▸ EXCERPT TO READ
"""
Guess I'll have to be better prepared next year. Third time's a charm right? As for the 'success' part I didn't die on the slippery rocks and I burned a goodly number of calories. Yeah me.

Friday, August 25, 2006

Sign Sign Everywhere a Sign

Tomorrow will be a first for me. I am going to attend a protest of 'The Decider' who is here to pay homage to George the Greater and his mate Echidna. The infosite said to make a sign and 'be creative' so I gave it my best effort (despite running out of room sooner than I anticipated). One side of the sign says " SLITHER BACK TO THE CESSPOOL YOU CRAWLED FROM MONSTER" and the other side says "STOP POLLUTING OUR STATE WITH YOUR TOXIC PRESENCE! GO HOME!" So what do you think? Too subtle?

Thursday, August 24, 2006

A Mother's Choice Part II

According to some estimates there are tens of trillions of cells in the adult human body (of which I happen to be a possessor). In most (but not all) of these is a nucleus and in that nucleus is DNA. My blueprints. That double helix has determined a lot of things in my life and will continue to determine a goodly number of things right up to my death (which barring accident or environmental influence it will also determine, the seeds of creation and destruction both). Until the 1950's when Watson and Crick puzzled it out the shape of it was the subject of speculation. The secret code was locked away in an ivory tower, inaccessible. After that human beings began working on picking the lock to that tower.
I had meant the first thread to be a discussion of cloning rather than designer genes (which I think deserves it's own thread). So here we go.
"""
▸ COLLECTED DATA
"""
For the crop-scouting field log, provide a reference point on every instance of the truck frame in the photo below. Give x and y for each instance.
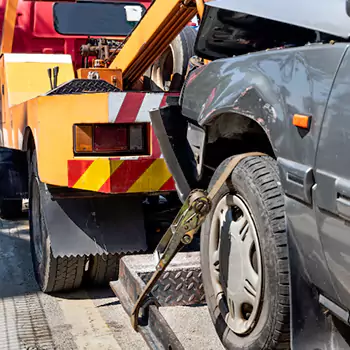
(80, 176)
"""
Please list every sentence in the blog excerpt above that ends with a question mark.

- Third time's a charm right?
- So what do you think?
- Too subtle?